Exercise aim ▸
Copy word for word the stretch of the data below, from the line containing "Locate every pile" through the last line of the data.

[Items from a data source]
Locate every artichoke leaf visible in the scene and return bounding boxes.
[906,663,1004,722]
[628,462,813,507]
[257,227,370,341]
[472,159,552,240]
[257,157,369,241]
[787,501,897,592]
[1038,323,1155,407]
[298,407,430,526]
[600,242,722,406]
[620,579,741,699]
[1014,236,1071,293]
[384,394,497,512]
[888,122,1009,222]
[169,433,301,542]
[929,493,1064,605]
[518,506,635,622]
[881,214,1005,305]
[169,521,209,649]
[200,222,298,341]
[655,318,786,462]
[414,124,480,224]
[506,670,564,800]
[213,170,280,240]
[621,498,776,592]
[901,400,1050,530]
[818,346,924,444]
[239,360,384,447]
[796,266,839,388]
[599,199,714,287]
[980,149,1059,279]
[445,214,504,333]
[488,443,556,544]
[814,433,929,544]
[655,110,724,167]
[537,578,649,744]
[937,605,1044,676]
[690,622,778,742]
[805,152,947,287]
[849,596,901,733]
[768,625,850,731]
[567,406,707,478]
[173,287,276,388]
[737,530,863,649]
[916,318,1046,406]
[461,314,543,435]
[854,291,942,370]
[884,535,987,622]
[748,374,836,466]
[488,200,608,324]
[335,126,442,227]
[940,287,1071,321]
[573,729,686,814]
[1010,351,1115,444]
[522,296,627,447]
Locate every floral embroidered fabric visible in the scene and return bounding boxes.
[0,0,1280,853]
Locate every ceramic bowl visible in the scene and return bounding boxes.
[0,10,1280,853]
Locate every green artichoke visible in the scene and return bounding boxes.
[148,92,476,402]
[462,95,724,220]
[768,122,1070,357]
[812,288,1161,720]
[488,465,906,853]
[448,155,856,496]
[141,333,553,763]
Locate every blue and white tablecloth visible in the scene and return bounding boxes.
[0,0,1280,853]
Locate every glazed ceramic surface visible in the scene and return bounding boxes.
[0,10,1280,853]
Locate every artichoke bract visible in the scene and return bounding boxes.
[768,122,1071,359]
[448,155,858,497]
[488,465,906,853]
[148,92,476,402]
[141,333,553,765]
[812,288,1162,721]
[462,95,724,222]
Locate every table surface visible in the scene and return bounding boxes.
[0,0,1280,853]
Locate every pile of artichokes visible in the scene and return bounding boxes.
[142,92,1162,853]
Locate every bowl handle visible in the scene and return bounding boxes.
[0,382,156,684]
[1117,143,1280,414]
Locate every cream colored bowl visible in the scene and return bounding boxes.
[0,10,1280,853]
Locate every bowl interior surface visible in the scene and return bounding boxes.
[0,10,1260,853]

The reply ▸
Locate every pile of artichokes visible in the scene and return bounding boxes.
[142,92,1162,853]
Locate every bowl handle visible in the scene and return bounding boxes.
[0,382,156,684]
[1117,143,1280,414]
Locate every cream colored bowl visible in the scene and return bounding boxes.
[0,10,1280,853]
Locate every bowl interior surface visible in the scene and return bounding boxes.
[0,10,1260,853]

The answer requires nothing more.